[Assignment]:
Carry the essay on depression and suicidal thoughts forward, starting right after its final sentence.

** Opening Excerpt provided block **

Feels like Suffering
It’s okay not to be okay. Most of us aren’t. Or maybe I am just saying that because I’m not okay right now. But can’t both things be true? They can. Life is complicated. If there’s one thing I’ve learned, it’s that. Did you know that 1 in 5 U.S. adults experienced mental illness in 2020 (52.9 million people according to the NAMI*)? So yes, most of us aren’t okay. Did you know that I almost committed suicide in April 2021? So yes, I’m not okay.
“Are you better now? Are you seeking professional help? Do you have a friend to talk to? How often do you have thoughts of suicide? Do you have a plan?”
I am tired of these questions, so I’ll ask them before you do. It’s not that I don’t want attention, I do. It’s not that I don’t want care, I do. It’s not that I don’t want help, I do. It’s not that I don’t want to live, I do. It’s not that I don’t want to love, I do. It’s not that I don’t want to be loved, I do.
I just don’t know how. I don’t know how to do these things. Because of 6 reasons:
1. I feel like a burden.
2. I want to cry but can’t. I thank toxic masculinity and male gender norms for that gem
of a feature that has left me caged within my own body.
3. Seriously, do you know how difficult it is to want to cry but you can’t?
4. How difficult it is to comfort your friends yet feel all alone?
5. How difficult it is to want to cry but simultaneously feel shame for being weak or
wondering how ugly you look, but then reminding yourself to just give up, because you were never beautiful to begin with?
6. Sometimes I wonder if when I die my body will burst into rain, from all the tears I kept bottled behind my eyes?
These are my thoughts today. And honestly, today is a good day. Most days are worse.
During the height of the pandemic around April 2020, I imagined torturing myself because it made me feel better. No, I’m not crazy. I just didn’t know how to deal with the trauma. I ended up moving back with my parents because of a toxic situation with roommates, but I jumped from one fire to the next. You see the sole cause of my mental health illnesses from OCD to Anxiety to Depression stem from childhood trauma and severe abuse. I was constantly subjugated to emotional neglect, an emotionally underdeveloped & absentee father, and narcissistic mother.
So yes, moving back in with my mom, dad, and sister, while we confined ourselves to the joys of
1. A small apartment.
2. Fears of COVID-induced death in April 2020 as we simultaneously shared the
3. Obsessive COVID-focused “rules” of cleanliness that were really a ploy to hold me
captive. These were thrust down my throat by a controlling mother & sister duo.
4. And constant exposure to all of them all the time while no one left the house in 3
months as we continued to be unemployed and suffocated in fear
was not the best choice to say the least. That was a mouthful. But I wouldn’t know. I
hardly had the air to breathe out of my mouth, as COVID had hit me the worst. I
couldn’t get up without feeling like I would pass out. At the time, I didn’t feel 29
Now I am 31. I don’t live with them anymore. But ever since then things have never been the same. Most days I don’t want to eat or even brush my teeth. It takes me a day, sometimes many more, to even get out of bed. So yes, please don’t ask me questions, just tell me you love me and that my life is worth something. Tell us, the depressed, that we belong.

** Closing Excerpt provided block **
** Opening Data listing block **

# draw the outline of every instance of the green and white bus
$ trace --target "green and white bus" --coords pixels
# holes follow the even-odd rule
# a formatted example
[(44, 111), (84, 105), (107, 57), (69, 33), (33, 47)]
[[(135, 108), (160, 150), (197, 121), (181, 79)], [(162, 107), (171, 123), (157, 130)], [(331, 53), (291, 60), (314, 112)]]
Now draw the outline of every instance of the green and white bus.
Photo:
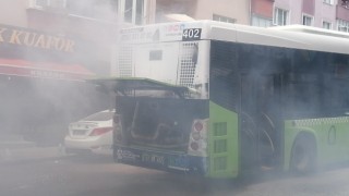
[[(309, 28), (310, 29), (310, 28)], [(117, 162), (237, 177), (349, 160), (349, 39), (212, 21), (123, 29), (112, 78)]]

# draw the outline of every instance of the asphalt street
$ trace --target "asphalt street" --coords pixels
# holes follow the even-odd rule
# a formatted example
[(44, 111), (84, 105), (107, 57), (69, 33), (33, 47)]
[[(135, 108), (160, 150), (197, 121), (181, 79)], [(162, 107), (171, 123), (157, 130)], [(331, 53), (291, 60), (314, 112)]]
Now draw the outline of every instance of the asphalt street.
[(57, 156), (0, 163), (1, 196), (348, 196), (349, 169), (311, 176), (201, 181), (112, 162), (110, 155)]

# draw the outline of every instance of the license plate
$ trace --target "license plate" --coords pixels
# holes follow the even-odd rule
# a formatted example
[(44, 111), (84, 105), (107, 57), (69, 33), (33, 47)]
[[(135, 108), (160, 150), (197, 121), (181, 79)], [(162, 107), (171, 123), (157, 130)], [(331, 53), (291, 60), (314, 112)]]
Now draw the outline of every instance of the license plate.
[(177, 170), (188, 170), (188, 159), (184, 157), (169, 157), (168, 168)]
[(85, 135), (86, 131), (85, 130), (74, 130), (73, 135)]
[(143, 154), (142, 161), (165, 166), (165, 157), (159, 155), (154, 155), (154, 154)]

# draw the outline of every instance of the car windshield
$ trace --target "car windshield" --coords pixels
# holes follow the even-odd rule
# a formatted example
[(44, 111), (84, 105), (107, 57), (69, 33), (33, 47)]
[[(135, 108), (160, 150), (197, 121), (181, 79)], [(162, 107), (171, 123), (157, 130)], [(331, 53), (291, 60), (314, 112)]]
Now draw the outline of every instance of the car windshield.
[(112, 111), (99, 112), (83, 119), (83, 121), (109, 121), (112, 119), (113, 113)]
[(349, 196), (349, 0), (0, 0), (0, 196)]

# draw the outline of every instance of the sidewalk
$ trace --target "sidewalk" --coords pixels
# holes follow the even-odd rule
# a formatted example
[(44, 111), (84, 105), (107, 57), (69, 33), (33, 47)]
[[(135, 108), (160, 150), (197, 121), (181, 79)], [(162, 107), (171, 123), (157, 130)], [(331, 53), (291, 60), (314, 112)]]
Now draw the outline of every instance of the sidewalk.
[(37, 147), (35, 143), (24, 140), (16, 135), (2, 135), (0, 137), (0, 163), (59, 159), (65, 156), (61, 146)]
[(16, 147), (0, 148), (0, 163), (17, 163), (26, 161), (51, 160), (65, 157), (60, 147)]

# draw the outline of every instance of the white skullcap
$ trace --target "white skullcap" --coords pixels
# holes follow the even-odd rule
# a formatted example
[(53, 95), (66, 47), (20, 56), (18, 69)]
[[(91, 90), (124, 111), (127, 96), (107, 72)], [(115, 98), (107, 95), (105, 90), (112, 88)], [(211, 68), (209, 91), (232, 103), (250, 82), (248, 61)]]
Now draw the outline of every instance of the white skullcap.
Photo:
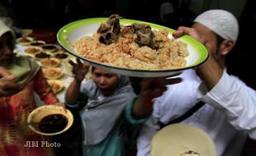
[(210, 10), (199, 15), (194, 22), (200, 23), (225, 39), (236, 42), (239, 24), (230, 12), (224, 10)]

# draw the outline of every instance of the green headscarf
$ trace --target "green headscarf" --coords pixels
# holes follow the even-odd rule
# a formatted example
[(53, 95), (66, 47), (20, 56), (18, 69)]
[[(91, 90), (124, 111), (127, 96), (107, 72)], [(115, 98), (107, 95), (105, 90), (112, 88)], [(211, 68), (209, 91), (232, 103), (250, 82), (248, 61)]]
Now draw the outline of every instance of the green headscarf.
[[(0, 20), (0, 37), (4, 34), (11, 32), (15, 43), (15, 33), (8, 26), (7, 26), (2, 21)], [(12, 64), (2, 67), (7, 69), (10, 73), (15, 76), (14, 80), (8, 80), (5, 77), (0, 79), (0, 80), (12, 80), (18, 84), (28, 83), (40, 69), (39, 65), (31, 60), (27, 57), (16, 57), (13, 56), (13, 61)]]

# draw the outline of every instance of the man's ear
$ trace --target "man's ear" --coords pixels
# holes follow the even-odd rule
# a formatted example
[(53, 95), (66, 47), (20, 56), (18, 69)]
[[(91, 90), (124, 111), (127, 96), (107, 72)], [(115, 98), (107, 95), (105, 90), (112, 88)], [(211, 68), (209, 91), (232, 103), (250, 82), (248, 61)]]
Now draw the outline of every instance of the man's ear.
[(229, 52), (230, 52), (232, 50), (234, 46), (235, 46), (235, 43), (234, 43), (234, 41), (232, 41), (230, 39), (225, 39), (224, 41), (222, 41), (222, 43), (220, 44), (221, 55), (228, 54)]

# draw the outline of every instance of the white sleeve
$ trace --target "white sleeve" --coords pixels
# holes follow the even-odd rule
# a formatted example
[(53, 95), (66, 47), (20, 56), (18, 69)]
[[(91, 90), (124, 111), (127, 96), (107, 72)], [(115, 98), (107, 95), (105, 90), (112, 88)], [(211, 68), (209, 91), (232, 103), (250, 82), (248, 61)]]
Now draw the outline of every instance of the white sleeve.
[(153, 136), (159, 131), (159, 104), (154, 104), (154, 111), (149, 120), (143, 124), (137, 139), (137, 156), (150, 156), (150, 144)]
[(256, 139), (256, 91), (238, 78), (224, 72), (211, 90), (201, 84), (197, 98), (222, 112), (236, 129), (245, 130)]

** Closing Data listing block **

[Answer section]:
But better yet, help us get better. How? Well to start, we need to change the system. Honestly if our healthcare system were better, I would be doing better. A lot of us would be doing better. No, I am not referring to how we as a country handled COVID. That was and is abysmal. I’m also talking about how we continue to “deal” with mental health.
1. We “deal” with mental health loading it with stigma.
2. We should treat it as a real illness akin to an athlete suffering an injury.
3. We have structural barriers that make it almost impossible to get treated.
4. We should offer quality mental health care for free.
5. We have Big Pharma and Big Insurance that keep problematic barriers in place:
i. Low payouts to needed psychologists
ii. Denial of coverage for pertinent anti-depressants
iii. Limits on access to providers
iv. Limits on # of sessions
v. Infuriating copays that most can’t afford to pay
vi. Virtual mental care startups that can’t substitute for in person
vii. Legalese and a complicated health insurance system that most
can’t fathom to navigate
viii. Treatment of suicidal patients through forced hospitalization
ix. Poorly trained staff in these settings
x. Bills of $40k that insurance doesn’t cover for that ambulance
ride you took after you attempted to kill yourself and are
bleeding to death, and the worst hospital visit ever.
6. We should do better.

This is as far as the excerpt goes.